──────── Data rows

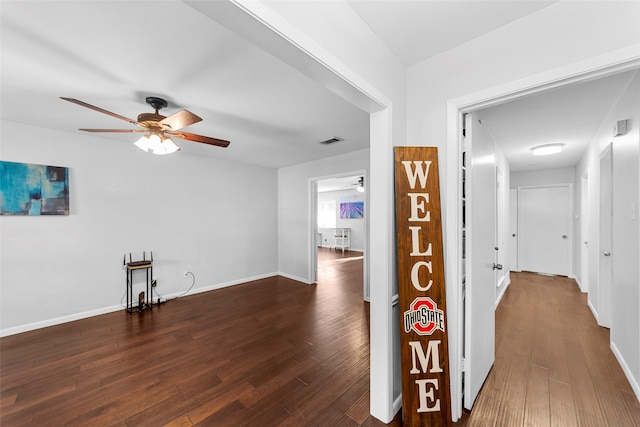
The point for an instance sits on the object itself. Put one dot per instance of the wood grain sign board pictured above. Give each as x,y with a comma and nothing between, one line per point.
425,351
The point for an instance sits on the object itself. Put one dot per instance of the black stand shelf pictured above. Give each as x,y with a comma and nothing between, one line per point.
145,299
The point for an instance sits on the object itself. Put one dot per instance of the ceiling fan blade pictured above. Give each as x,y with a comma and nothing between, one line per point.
179,120
114,130
199,138
101,110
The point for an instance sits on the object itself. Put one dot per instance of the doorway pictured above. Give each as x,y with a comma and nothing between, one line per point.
340,224
546,237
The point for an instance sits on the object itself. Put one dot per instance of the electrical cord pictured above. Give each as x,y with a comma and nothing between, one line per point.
193,282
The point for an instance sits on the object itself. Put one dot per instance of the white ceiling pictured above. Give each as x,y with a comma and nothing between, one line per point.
416,30
113,54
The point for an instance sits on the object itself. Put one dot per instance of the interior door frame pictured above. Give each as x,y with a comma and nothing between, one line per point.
313,229
584,232
605,242
570,232
599,66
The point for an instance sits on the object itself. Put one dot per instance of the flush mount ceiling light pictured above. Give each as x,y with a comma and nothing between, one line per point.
547,149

────────────────

(Task statement)
Reproduce all the records above word for word, line by line, leaving out the pictures.

(Exercise answer)
The point for an instance sits on the object itself. Put one dot per instance of the wood grain sign board pictured above. Give each as x,y with a comma and nothing between, one line per point.
425,351
The point for an instance sits on the object itself. Put one dot per instance of the black stand shelf pictured above. Give each as x,y with a comma and nothing between, one line per point.
145,299
The point for an instance sits on the object itself. Put one dot per instance of the ceiling fan blade pictured above. Give each as x,y with a comma and nothing between, one line per point.
179,120
114,130
199,138
101,110
The point for an instance sits on the object itself. Put one dot per instance of the doorway pictured above. Give each as x,y with a comma and nothing between, one line per point.
340,224
546,237
The point for an instance sits on the object itself. Put one dot per instance of the electrical cord pictured above. Give each as x,y with a comma and nothing between, one line per point.
193,282
The point for an instance sits on the object itself. Put one dot per instance of the white ceiling pictured above. Give each as x,y with a comma and nothing between, one line per point.
416,30
113,54
The point for an instance sits on the object itself. Put one dot per instance of the interior door frame pictured above. Give each as x,y with a comma and nothing between, one line per point.
313,229
584,232
605,242
570,232
599,66
The point for an instance sits on the object itself. Put one dot per instance of the flush mount ceiling light pictured above. Give each as x,y with a comma and nothing between, one line per point.
547,149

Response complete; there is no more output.